◆ **Document segment**
Start of Block

Alexander (Sasha) Shulgin, “The Godfather of Psychedelics”
BERKELEY e-PLAQUE
(1925–2014)
Shulgin Family Residence: 1336 Spruce Street
Alexander (Sasha) Shulgin, the brilliant miscreant chemist who discovered scores of psychedelic drugs — including MDMA (or “Ecstasy,” which he called a “low-calorie martini” — was dubbed one of the century’s most important scientists by Timothy Leary. Working from a lab behind his Lafayette home on “the Farm,” he and his wife Ann, with occasional help from a small group of friends, ranked his synthesized compounds for qualities that included visual, auditory, and emotional effects. Shulgin estimated that he personally tried over 4,000 psychedelics.
Born in Berkeley, Shulgin was accepted to Harvard at age 16 but dropped out to join the Navy. After drinking a glass of juice before an operation, he saw crystals at the bottom of the cup, assumed they were a narcotic, and passed out. His discovery that the crystals were sugar led to an ongoing fascination with how the mind transforms experience.
After the war Shulgin returned to Berkeley, got his Ph.D. in biochemistry from UC, did post-doctoral work in psychology and pharmacology at UCSF, and was soon hired as a researcher at Dow Chemical. In 1960 he took mescaline (a psychoactive chemical extracted from the peyote cactus) and realized that he had been unaware of “a great deal inside” himself. This understanding launched a lifelong interest in how the molecular structures of chemicals affect the human mind and body. In 1966 after developing Zectran, one of the first biodegradable pesticides, Shulgin left Dow to study neurology at UCSF’s Medical School. He then settled into legally researching psychedelic compounds (with a DEA license) in a small lab behind his home.
Shulgin’s psychedelics (derived from the Greek term for “mind manifesting”) included stimulants, depressants, and aphrodisiacs as well as drugs that speed up time, cause convulsions and deaden emotions. In 1992 he and his wife self-published PiHKAL: A Chemical Love Story with a commentary that included dosage instructions on 179 different psychedelic compounds. The book sold over 40,000 copies. Two years later DEA agents raided his lab, fined him $25,000, and terminated his license. A DEA spokesperson commented, “It is our opinion that those books are pretty much cookbooks on how to make illegal drugs.” A 2011 book signing at the UC Campus Bookstore of an 800 page technical collection of esoteric chemical information, The Shulgin Index, remains one of the store’s best attended events ever.

End of Block

◆ **What is required**
Using the Shulgin e-plaque, explain in one to three sentences how his ongoing fascination with the way the mind transforms experience began.

◆ **Given information**
Start of Block

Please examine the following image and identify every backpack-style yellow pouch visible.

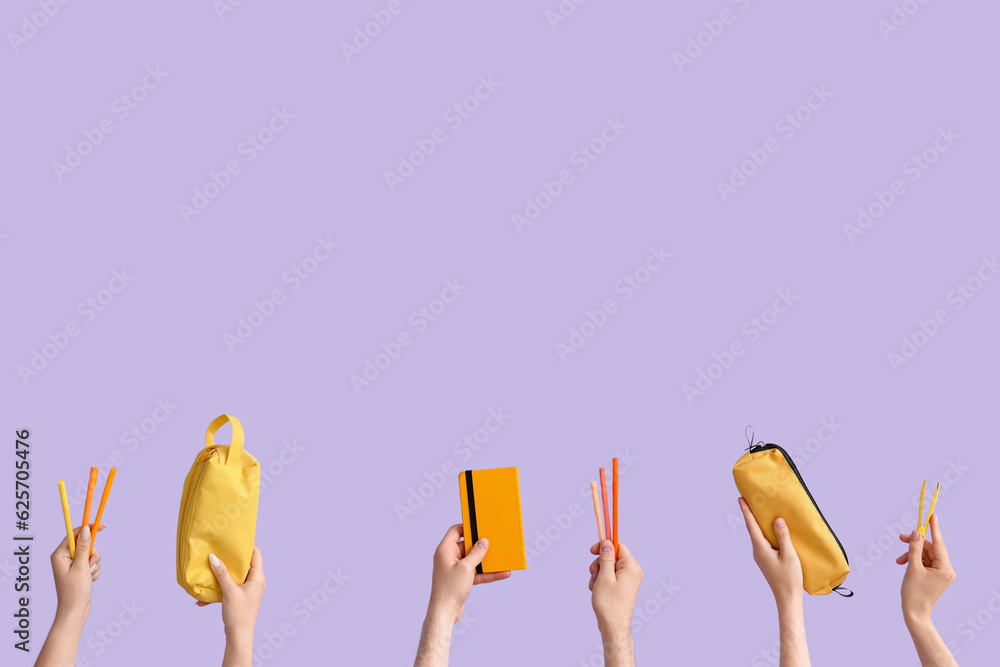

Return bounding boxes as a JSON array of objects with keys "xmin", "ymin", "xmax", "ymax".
[
  {"xmin": 733, "ymin": 443, "xmax": 854, "ymax": 597},
  {"xmin": 177, "ymin": 415, "xmax": 260, "ymax": 602}
]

End of Block

◆ **Solution to the problem**
In the Navy, he drank a glass of juice before an operation, saw crystals at the bottom of the cup, assumed they were a narcotic, and passed out. When he discovered that the crystals were sugar, that discovery led to his ongoing fascination with how the mind transforms experience.